### Work instruction
In the records below, repeat exactly the lines between the line holding "sample for one instance: <point>557,313</point>, one" and the line holding "point at the rothko logo on bus", inclusive, and drop the pictures.

### The input

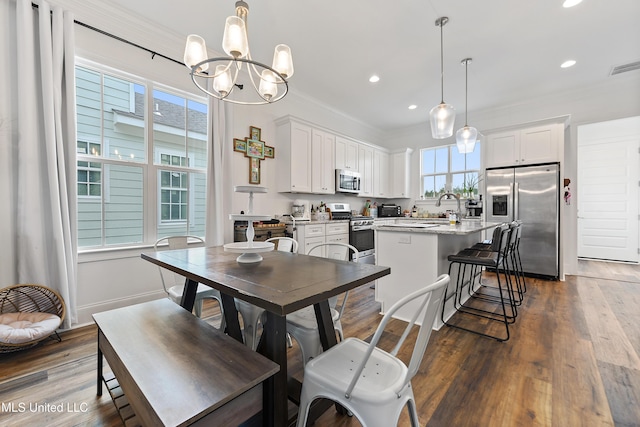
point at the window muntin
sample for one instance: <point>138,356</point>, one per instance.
<point>445,169</point>
<point>118,130</point>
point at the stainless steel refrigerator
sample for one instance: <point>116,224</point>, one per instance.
<point>530,194</point>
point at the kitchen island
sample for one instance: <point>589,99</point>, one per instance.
<point>417,251</point>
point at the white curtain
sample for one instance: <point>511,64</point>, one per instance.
<point>40,120</point>
<point>219,191</point>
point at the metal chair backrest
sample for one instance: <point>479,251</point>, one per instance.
<point>172,243</point>
<point>285,244</point>
<point>430,297</point>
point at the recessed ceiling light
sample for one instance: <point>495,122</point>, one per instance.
<point>571,3</point>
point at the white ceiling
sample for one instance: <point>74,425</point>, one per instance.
<point>517,48</point>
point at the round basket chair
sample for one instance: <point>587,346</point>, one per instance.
<point>28,314</point>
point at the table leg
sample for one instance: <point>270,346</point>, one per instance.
<point>231,317</point>
<point>189,295</point>
<point>100,362</point>
<point>325,324</point>
<point>274,346</point>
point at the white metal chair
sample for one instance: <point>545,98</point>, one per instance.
<point>252,315</point>
<point>302,324</point>
<point>369,382</point>
<point>173,284</point>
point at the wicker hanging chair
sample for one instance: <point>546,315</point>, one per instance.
<point>23,301</point>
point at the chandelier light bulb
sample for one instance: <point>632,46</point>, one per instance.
<point>268,88</point>
<point>222,81</point>
<point>283,61</point>
<point>195,52</point>
<point>234,41</point>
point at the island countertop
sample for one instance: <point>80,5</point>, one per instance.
<point>435,226</point>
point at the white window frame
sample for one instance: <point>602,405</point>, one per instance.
<point>150,168</point>
<point>449,173</point>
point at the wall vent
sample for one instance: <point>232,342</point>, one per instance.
<point>625,68</point>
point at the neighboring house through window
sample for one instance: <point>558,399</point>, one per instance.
<point>445,169</point>
<point>142,159</point>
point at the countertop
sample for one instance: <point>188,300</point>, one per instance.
<point>313,222</point>
<point>437,226</point>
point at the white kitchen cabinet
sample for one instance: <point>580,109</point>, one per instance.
<point>400,173</point>
<point>365,167</point>
<point>540,144</point>
<point>346,153</point>
<point>309,235</point>
<point>294,156</point>
<point>323,177</point>
<point>381,174</point>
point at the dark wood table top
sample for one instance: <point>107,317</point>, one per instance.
<point>281,283</point>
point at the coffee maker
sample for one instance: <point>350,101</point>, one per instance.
<point>300,210</point>
<point>474,208</point>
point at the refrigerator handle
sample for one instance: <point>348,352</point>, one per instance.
<point>516,201</point>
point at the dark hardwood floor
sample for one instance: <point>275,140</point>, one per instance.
<point>572,360</point>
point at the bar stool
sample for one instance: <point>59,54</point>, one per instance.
<point>475,260</point>
<point>511,262</point>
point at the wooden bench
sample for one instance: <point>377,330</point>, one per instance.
<point>177,370</point>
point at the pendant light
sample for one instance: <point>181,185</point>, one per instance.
<point>442,116</point>
<point>466,136</point>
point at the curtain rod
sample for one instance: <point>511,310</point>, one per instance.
<point>113,36</point>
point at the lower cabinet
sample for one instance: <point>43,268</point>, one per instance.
<point>310,234</point>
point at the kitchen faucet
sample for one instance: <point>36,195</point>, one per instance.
<point>459,213</point>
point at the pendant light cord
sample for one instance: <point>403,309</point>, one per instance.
<point>466,90</point>
<point>441,63</point>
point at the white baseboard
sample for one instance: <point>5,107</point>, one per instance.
<point>86,312</point>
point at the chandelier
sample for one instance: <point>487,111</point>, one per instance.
<point>466,136</point>
<point>219,76</point>
<point>442,116</point>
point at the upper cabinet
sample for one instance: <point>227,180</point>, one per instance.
<point>346,153</point>
<point>525,146</point>
<point>293,156</point>
<point>401,173</point>
<point>323,177</point>
<point>381,174</point>
<point>365,167</point>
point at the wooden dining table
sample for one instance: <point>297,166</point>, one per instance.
<point>280,284</point>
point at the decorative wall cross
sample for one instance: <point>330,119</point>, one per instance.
<point>255,150</point>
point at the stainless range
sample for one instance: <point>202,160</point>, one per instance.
<point>361,233</point>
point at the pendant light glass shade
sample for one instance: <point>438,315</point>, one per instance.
<point>466,139</point>
<point>466,136</point>
<point>443,116</point>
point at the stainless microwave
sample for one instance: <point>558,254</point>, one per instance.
<point>347,181</point>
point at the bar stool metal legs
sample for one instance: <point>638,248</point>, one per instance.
<point>475,260</point>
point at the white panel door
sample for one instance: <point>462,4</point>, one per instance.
<point>608,179</point>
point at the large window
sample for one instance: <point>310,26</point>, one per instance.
<point>142,158</point>
<point>445,169</point>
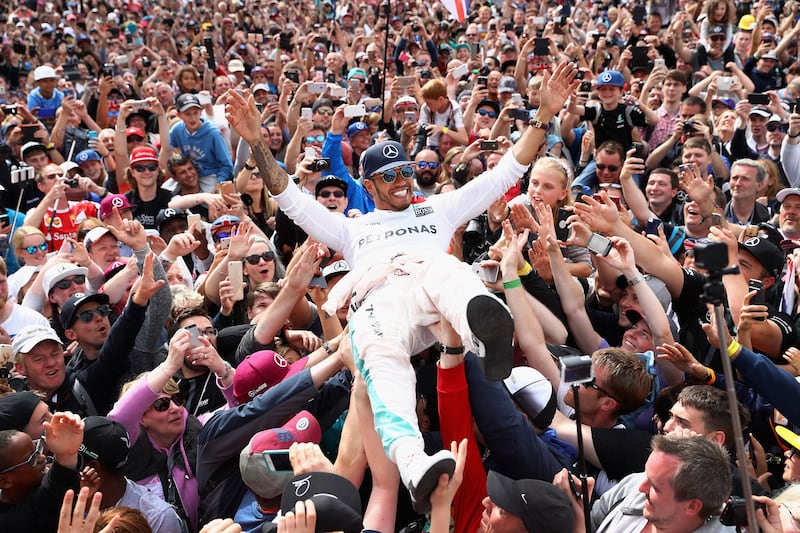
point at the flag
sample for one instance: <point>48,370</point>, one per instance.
<point>458,8</point>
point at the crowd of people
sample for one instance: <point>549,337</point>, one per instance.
<point>338,266</point>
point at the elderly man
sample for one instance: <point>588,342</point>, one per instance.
<point>423,286</point>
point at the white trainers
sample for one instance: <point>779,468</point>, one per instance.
<point>420,474</point>
<point>492,334</point>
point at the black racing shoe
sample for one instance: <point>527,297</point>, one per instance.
<point>492,334</point>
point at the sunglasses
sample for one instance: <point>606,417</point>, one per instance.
<point>101,310</point>
<point>327,194</point>
<point>38,247</point>
<point>33,458</point>
<point>390,175</point>
<point>162,404</point>
<point>256,258</point>
<point>142,168</point>
<point>66,283</point>
<point>772,126</point>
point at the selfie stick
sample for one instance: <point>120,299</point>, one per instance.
<point>714,293</point>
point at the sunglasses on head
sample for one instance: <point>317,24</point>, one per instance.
<point>390,175</point>
<point>162,404</point>
<point>255,258</point>
<point>66,283</point>
<point>141,168</point>
<point>338,193</point>
<point>37,247</point>
<point>88,315</point>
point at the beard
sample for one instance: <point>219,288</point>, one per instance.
<point>426,179</point>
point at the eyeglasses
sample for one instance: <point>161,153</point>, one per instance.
<point>66,283</point>
<point>390,175</point>
<point>101,310</point>
<point>162,404</point>
<point>327,194</point>
<point>142,168</point>
<point>593,385</point>
<point>255,258</point>
<point>37,247</point>
<point>33,458</point>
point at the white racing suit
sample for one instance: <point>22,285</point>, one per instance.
<point>401,280</point>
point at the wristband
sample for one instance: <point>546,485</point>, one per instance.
<point>733,348</point>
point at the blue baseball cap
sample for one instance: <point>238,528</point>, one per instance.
<point>611,77</point>
<point>356,128</point>
<point>86,156</point>
<point>383,156</point>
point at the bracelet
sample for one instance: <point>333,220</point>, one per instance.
<point>452,350</point>
<point>733,348</point>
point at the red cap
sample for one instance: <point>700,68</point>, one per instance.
<point>260,371</point>
<point>143,153</point>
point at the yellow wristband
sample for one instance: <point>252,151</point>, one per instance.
<point>733,348</point>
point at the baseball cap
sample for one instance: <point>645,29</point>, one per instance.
<point>30,147</point>
<point>29,337</point>
<point>336,500</point>
<point>107,205</point>
<point>44,73</point>
<point>85,156</point>
<point>143,153</point>
<point>104,441</point>
<point>253,468</point>
<point>330,181</point>
<point>541,506</point>
<point>260,371</point>
<point>534,393</point>
<point>783,193</point>
<point>355,128</point>
<point>766,253</point>
<point>383,156</point>
<point>61,271</point>
<point>71,306</point>
<point>165,215</point>
<point>187,101</point>
<point>235,65</point>
<point>610,77</point>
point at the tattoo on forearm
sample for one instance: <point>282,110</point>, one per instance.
<point>273,175</point>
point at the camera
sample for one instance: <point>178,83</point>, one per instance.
<point>735,511</point>
<point>711,256</point>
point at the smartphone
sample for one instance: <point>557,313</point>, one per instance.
<point>562,228</point>
<point>599,245</point>
<point>357,110</point>
<point>235,275</point>
<point>277,460</point>
<point>652,226</point>
<point>487,273</point>
<point>758,98</point>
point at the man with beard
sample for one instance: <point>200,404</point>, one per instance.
<point>428,168</point>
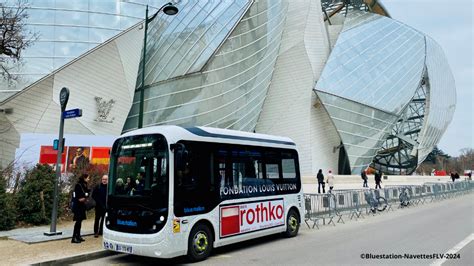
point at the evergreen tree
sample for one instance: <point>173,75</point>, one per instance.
<point>7,214</point>
<point>36,194</point>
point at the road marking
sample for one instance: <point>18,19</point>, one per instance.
<point>454,250</point>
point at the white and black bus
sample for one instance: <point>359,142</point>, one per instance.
<point>182,191</point>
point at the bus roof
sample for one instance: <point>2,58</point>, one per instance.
<point>209,134</point>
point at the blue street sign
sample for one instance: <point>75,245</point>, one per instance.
<point>72,113</point>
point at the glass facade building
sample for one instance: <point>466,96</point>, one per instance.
<point>67,29</point>
<point>383,87</point>
<point>351,86</point>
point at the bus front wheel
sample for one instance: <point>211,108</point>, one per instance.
<point>292,224</point>
<point>200,243</point>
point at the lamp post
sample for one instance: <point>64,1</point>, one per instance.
<point>170,10</point>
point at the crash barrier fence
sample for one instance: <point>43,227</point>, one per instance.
<point>332,208</point>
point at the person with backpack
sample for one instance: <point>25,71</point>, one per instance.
<point>378,179</point>
<point>363,175</point>
<point>330,181</point>
<point>320,178</point>
<point>100,196</point>
<point>79,197</point>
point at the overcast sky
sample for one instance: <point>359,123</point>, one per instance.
<point>449,23</point>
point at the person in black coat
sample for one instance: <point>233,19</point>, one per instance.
<point>80,194</point>
<point>100,196</point>
<point>363,175</point>
<point>320,178</point>
<point>378,179</point>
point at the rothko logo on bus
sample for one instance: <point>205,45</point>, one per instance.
<point>250,217</point>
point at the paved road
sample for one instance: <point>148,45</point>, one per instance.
<point>433,228</point>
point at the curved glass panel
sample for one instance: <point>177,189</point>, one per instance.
<point>230,89</point>
<point>442,98</point>
<point>378,62</point>
<point>362,128</point>
<point>183,43</point>
<point>68,28</point>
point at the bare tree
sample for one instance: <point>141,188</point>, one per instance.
<point>14,37</point>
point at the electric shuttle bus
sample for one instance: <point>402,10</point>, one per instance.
<point>182,191</point>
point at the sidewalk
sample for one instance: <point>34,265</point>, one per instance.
<point>29,245</point>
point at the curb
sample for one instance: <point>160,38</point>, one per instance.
<point>77,258</point>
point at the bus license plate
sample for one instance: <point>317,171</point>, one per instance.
<point>124,248</point>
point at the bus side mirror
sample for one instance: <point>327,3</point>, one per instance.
<point>180,156</point>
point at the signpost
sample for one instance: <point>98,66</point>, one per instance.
<point>73,113</point>
<point>63,98</point>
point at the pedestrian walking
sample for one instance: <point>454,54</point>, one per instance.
<point>378,179</point>
<point>80,194</point>
<point>320,178</point>
<point>363,175</point>
<point>330,181</point>
<point>100,196</point>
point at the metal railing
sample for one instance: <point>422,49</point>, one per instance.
<point>331,208</point>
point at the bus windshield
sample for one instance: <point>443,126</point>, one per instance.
<point>140,168</point>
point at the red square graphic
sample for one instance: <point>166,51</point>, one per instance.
<point>230,223</point>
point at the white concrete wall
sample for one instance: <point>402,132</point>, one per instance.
<point>108,71</point>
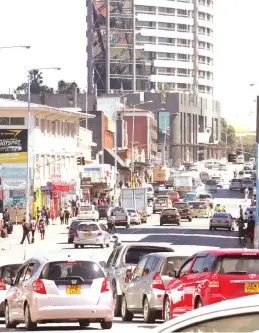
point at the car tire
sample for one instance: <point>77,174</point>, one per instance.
<point>106,325</point>
<point>125,314</point>
<point>84,323</point>
<point>167,309</point>
<point>148,315</point>
<point>8,321</point>
<point>117,301</point>
<point>29,324</point>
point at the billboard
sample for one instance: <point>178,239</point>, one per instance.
<point>13,145</point>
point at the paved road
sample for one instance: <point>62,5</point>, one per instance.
<point>189,237</point>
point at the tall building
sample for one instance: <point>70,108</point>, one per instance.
<point>172,49</point>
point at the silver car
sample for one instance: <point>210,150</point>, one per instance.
<point>145,289</point>
<point>62,289</point>
<point>222,221</point>
<point>91,233</point>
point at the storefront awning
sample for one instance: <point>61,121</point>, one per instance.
<point>109,158</point>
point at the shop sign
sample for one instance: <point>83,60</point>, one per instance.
<point>13,145</point>
<point>14,172</point>
<point>14,184</point>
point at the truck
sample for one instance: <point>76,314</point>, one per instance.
<point>183,184</point>
<point>136,198</point>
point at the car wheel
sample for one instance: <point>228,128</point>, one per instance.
<point>8,321</point>
<point>84,323</point>
<point>106,325</point>
<point>167,309</point>
<point>30,326</point>
<point>117,302</point>
<point>125,314</point>
<point>149,316</point>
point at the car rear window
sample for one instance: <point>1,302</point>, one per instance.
<point>88,227</point>
<point>238,264</point>
<point>9,270</point>
<point>135,254</point>
<point>172,264</point>
<point>60,270</point>
<point>86,208</point>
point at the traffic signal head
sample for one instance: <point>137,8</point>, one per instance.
<point>79,161</point>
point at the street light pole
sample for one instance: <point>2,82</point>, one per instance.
<point>28,139</point>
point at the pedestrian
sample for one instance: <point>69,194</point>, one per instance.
<point>33,229</point>
<point>67,215</point>
<point>26,227</point>
<point>42,228</point>
<point>61,215</point>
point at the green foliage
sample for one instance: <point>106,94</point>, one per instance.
<point>228,134</point>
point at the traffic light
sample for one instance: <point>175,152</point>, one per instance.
<point>79,161</point>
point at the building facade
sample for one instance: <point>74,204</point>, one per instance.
<point>154,45</point>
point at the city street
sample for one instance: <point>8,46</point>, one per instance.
<point>189,237</point>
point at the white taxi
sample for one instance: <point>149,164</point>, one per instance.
<point>88,212</point>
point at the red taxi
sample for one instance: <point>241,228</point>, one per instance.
<point>209,277</point>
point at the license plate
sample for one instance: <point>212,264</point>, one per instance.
<point>73,290</point>
<point>251,287</point>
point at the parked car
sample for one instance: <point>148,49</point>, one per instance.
<point>170,216</point>
<point>200,209</point>
<point>184,210</point>
<point>104,211</point>
<point>72,229</point>
<point>91,233</point>
<point>147,282</point>
<point>89,212</point>
<point>123,261</point>
<point>238,315</point>
<point>235,184</point>
<point>134,216</point>
<point>222,220</point>
<point>7,268</point>
<point>61,289</point>
<point>212,276</point>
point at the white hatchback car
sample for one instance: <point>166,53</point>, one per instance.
<point>57,290</point>
<point>91,233</point>
<point>88,212</point>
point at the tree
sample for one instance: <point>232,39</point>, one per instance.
<point>37,87</point>
<point>67,87</point>
<point>228,134</point>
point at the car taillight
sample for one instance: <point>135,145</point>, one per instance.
<point>2,285</point>
<point>38,287</point>
<point>105,286</point>
<point>128,271</point>
<point>158,282</point>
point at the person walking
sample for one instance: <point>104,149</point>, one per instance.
<point>42,228</point>
<point>61,215</point>
<point>26,227</point>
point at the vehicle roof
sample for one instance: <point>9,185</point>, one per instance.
<point>215,310</point>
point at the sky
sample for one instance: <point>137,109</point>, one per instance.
<point>55,29</point>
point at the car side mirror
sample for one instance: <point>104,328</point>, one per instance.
<point>172,274</point>
<point>8,280</point>
<point>102,264</point>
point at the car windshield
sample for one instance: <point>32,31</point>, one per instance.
<point>245,264</point>
<point>86,208</point>
<point>88,227</point>
<point>9,271</point>
<point>60,270</point>
<point>181,205</point>
<point>134,254</point>
<point>221,215</point>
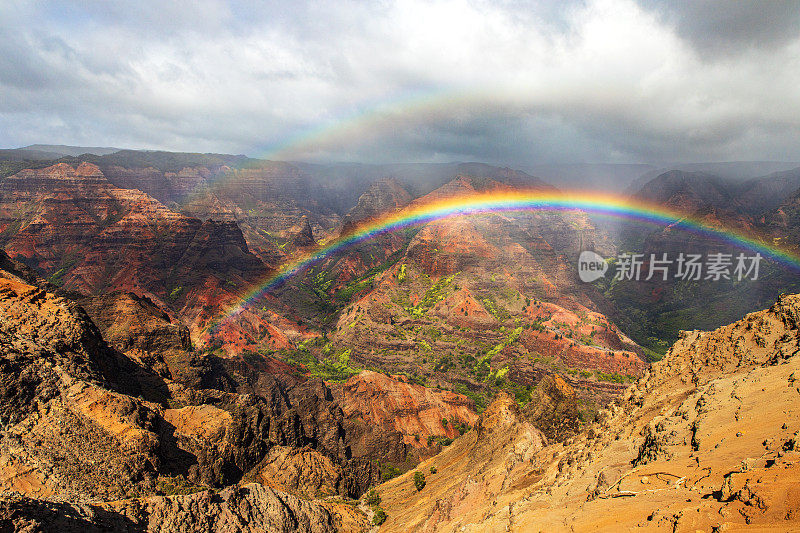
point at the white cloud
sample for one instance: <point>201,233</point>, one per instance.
<point>600,81</point>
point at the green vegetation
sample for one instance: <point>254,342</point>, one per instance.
<point>388,471</point>
<point>500,313</point>
<point>174,293</point>
<point>335,368</point>
<point>373,499</point>
<point>379,518</point>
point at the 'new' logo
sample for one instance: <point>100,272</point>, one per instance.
<point>591,266</point>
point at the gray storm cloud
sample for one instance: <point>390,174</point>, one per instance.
<point>512,83</point>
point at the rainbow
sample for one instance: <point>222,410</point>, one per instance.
<point>509,202</point>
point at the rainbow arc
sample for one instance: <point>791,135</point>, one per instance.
<point>513,202</point>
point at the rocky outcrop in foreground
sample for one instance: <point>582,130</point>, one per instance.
<point>706,440</point>
<point>249,508</point>
<point>83,424</point>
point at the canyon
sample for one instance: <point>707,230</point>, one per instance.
<point>451,376</point>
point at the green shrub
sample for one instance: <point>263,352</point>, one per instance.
<point>379,518</point>
<point>419,481</point>
<point>373,498</point>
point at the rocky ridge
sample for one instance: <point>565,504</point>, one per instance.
<point>705,440</point>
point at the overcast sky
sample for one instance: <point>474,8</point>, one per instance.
<point>516,82</point>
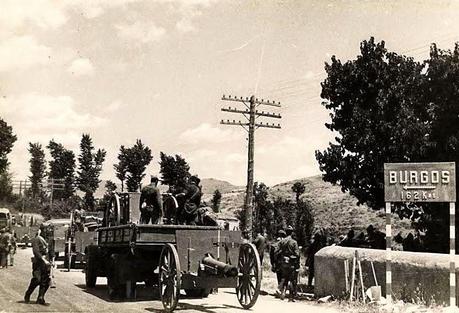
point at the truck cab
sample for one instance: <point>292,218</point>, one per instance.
<point>5,218</point>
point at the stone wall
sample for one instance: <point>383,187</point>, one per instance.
<point>415,276</point>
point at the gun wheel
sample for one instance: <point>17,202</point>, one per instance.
<point>249,277</point>
<point>169,277</point>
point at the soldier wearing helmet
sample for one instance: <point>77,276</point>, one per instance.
<point>151,206</point>
<point>191,202</point>
<point>289,261</point>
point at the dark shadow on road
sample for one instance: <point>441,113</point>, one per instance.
<point>199,308</point>
<point>143,293</point>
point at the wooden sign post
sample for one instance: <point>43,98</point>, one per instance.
<point>420,182</point>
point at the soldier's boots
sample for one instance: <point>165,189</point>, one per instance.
<point>41,295</point>
<point>28,294</point>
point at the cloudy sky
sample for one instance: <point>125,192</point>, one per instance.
<point>156,70</point>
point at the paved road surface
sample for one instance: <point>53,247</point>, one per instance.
<point>71,296</point>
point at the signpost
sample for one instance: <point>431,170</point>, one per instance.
<point>420,182</point>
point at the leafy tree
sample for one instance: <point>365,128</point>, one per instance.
<point>298,188</point>
<point>386,107</point>
<point>174,170</point>
<point>216,200</point>
<point>37,167</point>
<point>6,186</point>
<point>137,158</point>
<point>7,140</point>
<point>62,167</point>
<point>89,169</point>
<point>110,187</point>
<point>121,167</point>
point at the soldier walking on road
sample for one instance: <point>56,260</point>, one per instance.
<point>151,206</point>
<point>314,247</point>
<point>41,268</point>
<point>12,249</point>
<point>273,255</point>
<point>289,259</point>
<point>260,244</point>
<point>4,247</point>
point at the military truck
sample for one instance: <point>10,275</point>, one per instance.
<point>5,218</point>
<point>81,234</point>
<point>170,257</point>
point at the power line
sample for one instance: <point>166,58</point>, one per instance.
<point>251,114</point>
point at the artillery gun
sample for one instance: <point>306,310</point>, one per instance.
<point>171,257</point>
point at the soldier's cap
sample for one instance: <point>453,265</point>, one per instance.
<point>281,233</point>
<point>154,179</point>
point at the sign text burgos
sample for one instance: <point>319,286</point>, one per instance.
<point>420,182</point>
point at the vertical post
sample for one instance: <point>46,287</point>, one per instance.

### Exercise response
sample for one instance: <point>557,313</point>, one per instance.
<point>562,228</point>
<point>599,245</point>
<point>357,110</point>
<point>235,275</point>
<point>277,460</point>
<point>652,226</point>
<point>487,273</point>
<point>758,98</point>
point at the man with beard
sample for one instance: <point>200,404</point>, one per instance.
<point>428,168</point>
point at the evergreen tree
sample for one instance: <point>173,75</point>, one per instance.
<point>7,214</point>
<point>36,194</point>
point at the road marking
sample for one instance: <point>18,19</point>, one per instance.
<point>454,250</point>
point at the white and black bus
sample for one instance: <point>359,142</point>, one per instance.
<point>182,191</point>
point at the bus roof
sample for one instance: <point>2,58</point>, one per instance.
<point>209,134</point>
point at the blue street sign
sample for one instance: <point>75,245</point>, one per instance.
<point>72,113</point>
point at the glass facade building
sample for one instance: <point>466,96</point>, one per instance.
<point>67,29</point>
<point>383,87</point>
<point>351,86</point>
point at the bus front wheel
sample for one instance: <point>211,108</point>, one per instance.
<point>292,224</point>
<point>200,243</point>
point at the lamp post
sample for one instance: <point>64,1</point>, one per instance.
<point>170,10</point>
point at the crash barrier fence
sample for one instance: <point>43,227</point>, one per instance.
<point>332,208</point>
point at the person with backpack
sample for one instance: <point>25,71</point>, one per instance.
<point>378,179</point>
<point>363,175</point>
<point>330,181</point>
<point>320,178</point>
<point>100,196</point>
<point>79,197</point>
point at the overcast sky
sample for one instance: <point>359,123</point>, one per instance.
<point>449,23</point>
point at the person in black coat
sample for one instance: <point>233,19</point>, one per instance.
<point>80,194</point>
<point>100,196</point>
<point>363,175</point>
<point>320,178</point>
<point>378,179</point>
point at the rothko logo on bus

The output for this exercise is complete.